What needs to be done: Transcribe the records exactly from the line with "of the closed" to the end, both included.

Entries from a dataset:

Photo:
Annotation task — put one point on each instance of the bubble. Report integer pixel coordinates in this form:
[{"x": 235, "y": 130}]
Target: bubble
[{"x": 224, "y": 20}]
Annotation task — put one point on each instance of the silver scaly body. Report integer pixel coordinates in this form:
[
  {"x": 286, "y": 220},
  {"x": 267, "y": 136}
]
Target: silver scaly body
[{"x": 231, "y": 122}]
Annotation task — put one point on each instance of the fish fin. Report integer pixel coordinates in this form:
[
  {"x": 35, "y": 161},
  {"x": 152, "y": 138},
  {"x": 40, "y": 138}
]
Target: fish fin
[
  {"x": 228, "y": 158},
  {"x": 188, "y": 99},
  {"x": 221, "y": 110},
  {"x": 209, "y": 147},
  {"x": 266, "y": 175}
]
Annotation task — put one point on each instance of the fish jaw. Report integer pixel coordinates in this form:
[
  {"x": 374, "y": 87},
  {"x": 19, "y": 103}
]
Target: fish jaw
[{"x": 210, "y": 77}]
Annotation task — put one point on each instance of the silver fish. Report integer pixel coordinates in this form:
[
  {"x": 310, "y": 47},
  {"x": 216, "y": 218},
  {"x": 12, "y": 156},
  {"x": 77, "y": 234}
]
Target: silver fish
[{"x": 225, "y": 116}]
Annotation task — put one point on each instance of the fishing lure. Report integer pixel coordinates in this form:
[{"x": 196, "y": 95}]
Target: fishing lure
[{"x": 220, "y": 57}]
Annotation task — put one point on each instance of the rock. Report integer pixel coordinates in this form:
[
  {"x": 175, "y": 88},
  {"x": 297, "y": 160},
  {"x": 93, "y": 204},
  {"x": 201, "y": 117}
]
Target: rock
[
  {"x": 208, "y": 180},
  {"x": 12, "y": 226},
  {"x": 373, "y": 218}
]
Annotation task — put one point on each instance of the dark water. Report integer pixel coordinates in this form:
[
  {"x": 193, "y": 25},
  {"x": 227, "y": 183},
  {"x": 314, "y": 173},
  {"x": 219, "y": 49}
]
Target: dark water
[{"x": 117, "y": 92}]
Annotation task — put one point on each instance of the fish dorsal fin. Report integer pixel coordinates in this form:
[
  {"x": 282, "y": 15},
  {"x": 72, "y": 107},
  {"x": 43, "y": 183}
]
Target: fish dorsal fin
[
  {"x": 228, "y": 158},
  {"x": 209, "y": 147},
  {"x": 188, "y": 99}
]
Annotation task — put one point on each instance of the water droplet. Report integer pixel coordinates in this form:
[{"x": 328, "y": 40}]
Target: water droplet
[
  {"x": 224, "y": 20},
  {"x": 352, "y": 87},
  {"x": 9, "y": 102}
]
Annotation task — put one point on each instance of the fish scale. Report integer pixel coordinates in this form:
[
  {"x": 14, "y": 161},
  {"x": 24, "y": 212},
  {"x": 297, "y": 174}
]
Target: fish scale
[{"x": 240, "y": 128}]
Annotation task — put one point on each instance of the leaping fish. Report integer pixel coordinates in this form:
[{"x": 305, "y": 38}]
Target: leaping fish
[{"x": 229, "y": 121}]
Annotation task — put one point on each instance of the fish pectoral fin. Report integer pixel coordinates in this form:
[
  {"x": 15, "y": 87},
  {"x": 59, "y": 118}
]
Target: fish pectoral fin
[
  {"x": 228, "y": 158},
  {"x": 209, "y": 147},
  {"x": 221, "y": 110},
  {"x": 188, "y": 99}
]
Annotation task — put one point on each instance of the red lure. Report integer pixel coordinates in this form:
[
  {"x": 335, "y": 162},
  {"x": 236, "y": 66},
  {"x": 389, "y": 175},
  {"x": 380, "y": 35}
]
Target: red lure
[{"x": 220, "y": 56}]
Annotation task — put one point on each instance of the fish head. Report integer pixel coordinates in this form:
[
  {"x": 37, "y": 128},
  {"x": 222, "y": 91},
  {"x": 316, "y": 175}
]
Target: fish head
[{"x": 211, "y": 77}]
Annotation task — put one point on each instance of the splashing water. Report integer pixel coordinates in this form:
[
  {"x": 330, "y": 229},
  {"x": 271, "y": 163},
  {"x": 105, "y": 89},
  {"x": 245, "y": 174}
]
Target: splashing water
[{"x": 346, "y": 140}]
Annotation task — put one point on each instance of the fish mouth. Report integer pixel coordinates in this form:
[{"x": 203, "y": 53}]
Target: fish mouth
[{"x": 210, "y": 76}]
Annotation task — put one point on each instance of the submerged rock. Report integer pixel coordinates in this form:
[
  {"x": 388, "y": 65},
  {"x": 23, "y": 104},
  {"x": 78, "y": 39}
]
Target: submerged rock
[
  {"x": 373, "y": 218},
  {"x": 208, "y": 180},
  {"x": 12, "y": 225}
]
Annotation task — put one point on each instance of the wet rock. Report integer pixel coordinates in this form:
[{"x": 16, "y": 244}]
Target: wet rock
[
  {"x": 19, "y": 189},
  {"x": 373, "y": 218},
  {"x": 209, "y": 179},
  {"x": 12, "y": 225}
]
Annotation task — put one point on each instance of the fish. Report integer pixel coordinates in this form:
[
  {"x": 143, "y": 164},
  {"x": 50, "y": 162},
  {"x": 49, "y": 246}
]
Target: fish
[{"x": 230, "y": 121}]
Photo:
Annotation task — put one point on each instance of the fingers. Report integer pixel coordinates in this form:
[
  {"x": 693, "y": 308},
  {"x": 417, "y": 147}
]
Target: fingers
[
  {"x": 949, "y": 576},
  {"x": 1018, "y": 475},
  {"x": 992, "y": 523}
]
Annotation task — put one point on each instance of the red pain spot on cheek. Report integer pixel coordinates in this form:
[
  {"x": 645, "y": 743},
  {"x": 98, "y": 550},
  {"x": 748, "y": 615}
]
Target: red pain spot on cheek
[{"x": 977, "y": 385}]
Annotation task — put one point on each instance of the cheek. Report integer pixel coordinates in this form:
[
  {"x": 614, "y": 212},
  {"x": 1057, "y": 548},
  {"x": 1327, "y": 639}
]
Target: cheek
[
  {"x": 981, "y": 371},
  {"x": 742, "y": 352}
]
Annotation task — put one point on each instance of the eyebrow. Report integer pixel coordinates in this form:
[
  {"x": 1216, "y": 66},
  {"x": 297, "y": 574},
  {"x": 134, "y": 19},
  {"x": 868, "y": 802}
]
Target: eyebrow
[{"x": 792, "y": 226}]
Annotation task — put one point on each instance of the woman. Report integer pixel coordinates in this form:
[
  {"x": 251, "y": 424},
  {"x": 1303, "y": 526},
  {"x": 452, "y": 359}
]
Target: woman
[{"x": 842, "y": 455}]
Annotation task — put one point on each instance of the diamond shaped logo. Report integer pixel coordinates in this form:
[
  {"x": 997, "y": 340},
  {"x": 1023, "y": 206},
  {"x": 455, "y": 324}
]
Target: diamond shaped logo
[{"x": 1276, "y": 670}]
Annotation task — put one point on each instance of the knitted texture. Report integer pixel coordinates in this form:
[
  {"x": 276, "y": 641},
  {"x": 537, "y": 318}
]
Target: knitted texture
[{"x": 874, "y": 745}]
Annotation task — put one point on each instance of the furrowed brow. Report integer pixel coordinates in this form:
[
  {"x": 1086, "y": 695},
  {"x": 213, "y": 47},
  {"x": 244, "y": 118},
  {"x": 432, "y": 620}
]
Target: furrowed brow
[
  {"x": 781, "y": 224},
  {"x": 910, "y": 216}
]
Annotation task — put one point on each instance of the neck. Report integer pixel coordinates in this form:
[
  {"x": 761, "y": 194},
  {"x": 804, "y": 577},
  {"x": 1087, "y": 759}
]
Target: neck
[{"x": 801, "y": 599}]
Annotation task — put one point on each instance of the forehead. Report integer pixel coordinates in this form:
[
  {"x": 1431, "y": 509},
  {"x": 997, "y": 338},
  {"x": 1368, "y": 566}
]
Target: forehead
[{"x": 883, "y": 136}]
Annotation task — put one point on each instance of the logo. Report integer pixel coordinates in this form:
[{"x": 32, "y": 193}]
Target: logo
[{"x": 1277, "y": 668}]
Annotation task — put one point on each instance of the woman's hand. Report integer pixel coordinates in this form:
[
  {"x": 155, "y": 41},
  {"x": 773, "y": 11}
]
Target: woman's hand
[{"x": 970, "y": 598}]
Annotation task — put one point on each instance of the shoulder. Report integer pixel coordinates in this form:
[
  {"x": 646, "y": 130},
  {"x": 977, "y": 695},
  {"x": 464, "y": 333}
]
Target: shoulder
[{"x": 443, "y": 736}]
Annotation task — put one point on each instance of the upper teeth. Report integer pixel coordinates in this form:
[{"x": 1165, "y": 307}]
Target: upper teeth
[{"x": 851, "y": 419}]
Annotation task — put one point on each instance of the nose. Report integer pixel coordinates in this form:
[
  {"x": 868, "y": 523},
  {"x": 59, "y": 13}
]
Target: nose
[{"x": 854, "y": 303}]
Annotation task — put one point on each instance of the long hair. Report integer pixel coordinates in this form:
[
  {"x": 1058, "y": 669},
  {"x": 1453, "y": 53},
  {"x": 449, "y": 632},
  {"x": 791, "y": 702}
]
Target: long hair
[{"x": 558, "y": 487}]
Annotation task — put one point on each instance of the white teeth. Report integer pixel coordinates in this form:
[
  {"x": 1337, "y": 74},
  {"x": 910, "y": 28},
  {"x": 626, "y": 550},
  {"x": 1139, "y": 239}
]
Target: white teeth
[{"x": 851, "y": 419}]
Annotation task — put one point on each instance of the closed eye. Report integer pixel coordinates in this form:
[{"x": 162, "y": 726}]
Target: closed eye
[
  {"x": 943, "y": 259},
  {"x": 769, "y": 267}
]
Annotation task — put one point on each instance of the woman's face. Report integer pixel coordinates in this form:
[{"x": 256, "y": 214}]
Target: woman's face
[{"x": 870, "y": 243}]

Solution to the problem:
Annotation task — put one point on each instance of the closed eye. Report integer pixel coordinates in this form:
[{"x": 162, "y": 726}]
Target: closed eye
[
  {"x": 943, "y": 259},
  {"x": 769, "y": 267}
]
Annotation task — put one point on each instance of the woman's face. Report integer pixel coordinates in this form:
[{"x": 256, "y": 214}]
Target: woman's face
[{"x": 870, "y": 243}]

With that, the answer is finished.